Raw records
——————————
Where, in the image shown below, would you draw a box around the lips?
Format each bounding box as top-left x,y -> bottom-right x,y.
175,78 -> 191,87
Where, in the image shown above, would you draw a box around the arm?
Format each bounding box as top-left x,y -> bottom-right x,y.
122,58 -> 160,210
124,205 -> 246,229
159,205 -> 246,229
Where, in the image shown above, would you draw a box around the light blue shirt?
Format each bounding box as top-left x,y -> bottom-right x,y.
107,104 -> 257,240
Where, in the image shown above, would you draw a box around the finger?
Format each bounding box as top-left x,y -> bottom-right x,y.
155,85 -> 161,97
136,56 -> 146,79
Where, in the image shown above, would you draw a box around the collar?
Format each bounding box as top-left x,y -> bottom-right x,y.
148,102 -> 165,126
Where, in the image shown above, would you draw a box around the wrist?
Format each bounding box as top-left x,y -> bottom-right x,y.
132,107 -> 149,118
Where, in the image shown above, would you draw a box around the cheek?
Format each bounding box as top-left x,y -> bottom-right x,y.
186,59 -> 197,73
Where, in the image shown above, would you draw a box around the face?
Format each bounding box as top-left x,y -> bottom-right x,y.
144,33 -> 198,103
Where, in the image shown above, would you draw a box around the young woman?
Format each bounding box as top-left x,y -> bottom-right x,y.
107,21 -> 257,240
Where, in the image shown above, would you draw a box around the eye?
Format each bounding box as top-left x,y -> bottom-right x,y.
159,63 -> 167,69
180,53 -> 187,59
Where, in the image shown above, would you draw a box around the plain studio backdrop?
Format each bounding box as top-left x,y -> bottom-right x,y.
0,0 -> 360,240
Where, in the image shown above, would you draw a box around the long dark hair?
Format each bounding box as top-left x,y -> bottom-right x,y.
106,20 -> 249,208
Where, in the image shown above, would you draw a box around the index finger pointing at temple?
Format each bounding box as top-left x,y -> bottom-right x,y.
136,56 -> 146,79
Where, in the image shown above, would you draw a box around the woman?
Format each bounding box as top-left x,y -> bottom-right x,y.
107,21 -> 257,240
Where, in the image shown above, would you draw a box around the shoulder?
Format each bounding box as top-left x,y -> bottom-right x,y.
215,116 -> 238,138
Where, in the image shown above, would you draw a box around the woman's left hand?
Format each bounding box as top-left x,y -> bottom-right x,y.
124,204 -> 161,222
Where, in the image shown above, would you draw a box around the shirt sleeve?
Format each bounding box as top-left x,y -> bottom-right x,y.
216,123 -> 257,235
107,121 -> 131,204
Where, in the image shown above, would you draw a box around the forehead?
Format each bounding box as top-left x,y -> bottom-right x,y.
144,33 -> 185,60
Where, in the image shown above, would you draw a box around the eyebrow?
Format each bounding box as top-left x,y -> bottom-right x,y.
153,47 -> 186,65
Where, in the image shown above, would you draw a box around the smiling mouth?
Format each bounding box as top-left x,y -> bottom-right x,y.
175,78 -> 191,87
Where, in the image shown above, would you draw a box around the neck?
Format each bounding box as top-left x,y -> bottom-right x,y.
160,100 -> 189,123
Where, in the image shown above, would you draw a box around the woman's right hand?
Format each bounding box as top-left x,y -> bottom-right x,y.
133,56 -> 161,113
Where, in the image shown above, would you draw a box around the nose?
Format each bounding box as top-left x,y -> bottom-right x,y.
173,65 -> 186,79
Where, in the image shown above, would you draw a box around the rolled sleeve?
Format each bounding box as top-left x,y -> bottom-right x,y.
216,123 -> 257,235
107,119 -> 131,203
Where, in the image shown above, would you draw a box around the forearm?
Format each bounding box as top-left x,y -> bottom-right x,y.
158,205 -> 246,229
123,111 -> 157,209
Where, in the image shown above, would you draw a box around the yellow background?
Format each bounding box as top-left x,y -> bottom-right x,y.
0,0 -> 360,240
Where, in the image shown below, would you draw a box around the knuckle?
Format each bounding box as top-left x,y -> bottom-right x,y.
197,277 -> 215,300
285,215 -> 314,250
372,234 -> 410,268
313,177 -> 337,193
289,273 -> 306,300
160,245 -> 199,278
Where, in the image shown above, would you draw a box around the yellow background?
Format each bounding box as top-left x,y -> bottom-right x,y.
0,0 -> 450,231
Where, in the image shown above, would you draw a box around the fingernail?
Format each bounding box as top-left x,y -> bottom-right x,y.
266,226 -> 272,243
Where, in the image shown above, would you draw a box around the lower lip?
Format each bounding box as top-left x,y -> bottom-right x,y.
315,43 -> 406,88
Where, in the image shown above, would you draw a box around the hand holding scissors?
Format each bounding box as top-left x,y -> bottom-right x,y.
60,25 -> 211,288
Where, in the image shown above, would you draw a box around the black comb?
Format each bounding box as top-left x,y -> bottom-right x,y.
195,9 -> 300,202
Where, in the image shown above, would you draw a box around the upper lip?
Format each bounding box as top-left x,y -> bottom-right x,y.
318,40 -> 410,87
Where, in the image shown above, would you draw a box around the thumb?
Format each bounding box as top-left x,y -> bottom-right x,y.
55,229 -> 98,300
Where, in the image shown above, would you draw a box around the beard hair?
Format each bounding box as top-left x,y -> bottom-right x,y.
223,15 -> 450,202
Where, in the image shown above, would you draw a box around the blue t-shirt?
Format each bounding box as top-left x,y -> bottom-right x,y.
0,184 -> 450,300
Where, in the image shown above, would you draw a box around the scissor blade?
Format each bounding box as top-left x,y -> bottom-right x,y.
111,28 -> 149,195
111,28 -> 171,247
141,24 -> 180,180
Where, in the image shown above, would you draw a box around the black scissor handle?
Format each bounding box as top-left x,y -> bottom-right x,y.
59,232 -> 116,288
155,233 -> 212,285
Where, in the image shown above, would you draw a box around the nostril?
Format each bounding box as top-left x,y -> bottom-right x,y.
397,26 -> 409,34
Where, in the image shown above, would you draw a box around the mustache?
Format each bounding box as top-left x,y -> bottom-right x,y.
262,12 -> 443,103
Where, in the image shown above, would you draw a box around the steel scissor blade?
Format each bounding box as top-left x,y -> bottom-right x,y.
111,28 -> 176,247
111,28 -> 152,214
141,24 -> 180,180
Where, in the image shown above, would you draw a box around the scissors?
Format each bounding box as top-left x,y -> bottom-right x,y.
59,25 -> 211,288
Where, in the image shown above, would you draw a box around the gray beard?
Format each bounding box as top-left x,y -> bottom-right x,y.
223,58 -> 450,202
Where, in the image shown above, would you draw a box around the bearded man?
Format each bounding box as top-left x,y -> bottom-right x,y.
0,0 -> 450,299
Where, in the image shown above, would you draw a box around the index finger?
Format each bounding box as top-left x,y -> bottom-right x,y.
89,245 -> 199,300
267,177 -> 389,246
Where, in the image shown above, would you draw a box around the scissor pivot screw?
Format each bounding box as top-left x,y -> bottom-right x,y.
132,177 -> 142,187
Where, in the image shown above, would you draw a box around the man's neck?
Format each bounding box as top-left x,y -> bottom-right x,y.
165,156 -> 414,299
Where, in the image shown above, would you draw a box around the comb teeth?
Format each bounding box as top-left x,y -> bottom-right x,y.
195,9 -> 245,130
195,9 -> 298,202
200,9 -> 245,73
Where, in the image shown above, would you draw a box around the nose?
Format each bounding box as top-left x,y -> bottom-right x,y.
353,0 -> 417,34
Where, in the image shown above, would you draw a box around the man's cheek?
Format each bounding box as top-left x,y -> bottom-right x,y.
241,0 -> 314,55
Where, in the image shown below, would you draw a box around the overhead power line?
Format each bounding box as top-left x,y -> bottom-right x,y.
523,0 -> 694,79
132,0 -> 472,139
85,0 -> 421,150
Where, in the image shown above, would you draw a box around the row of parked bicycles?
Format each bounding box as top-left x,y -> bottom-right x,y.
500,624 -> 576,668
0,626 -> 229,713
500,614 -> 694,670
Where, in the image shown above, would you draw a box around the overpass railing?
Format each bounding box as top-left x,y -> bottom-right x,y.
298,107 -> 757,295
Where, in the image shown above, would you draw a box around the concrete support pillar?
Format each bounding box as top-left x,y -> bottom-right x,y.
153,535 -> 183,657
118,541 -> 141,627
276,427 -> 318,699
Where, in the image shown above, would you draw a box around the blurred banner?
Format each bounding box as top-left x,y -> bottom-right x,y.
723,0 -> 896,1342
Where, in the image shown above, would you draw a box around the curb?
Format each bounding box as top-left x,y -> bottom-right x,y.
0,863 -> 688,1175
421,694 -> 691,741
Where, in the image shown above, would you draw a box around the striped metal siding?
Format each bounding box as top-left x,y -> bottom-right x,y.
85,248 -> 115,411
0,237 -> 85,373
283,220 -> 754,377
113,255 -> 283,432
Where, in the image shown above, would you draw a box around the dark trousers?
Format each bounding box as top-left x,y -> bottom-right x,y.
——————————
GIVEN INSTRUCTION →
Format the data lines as a JSON list of strings, one string per line and no blank lines. Begin at the line that contains "around the woman?" and stop after the line that contains "215,116 -> 238,138", including both.

EXPECTED ANSWER →
[
  "Where, in the image shown above, would you draw a box around the woman?",
  "Format each bounding box as top-left x,y -> bottom-right x,y.",
  "107,21 -> 257,240",
  "Where, in the image shown above, would you draw a box around the shoulder?",
  "Format each bounding box as top-left x,y -> bottom-right x,y.",
  "215,116 -> 238,138"
]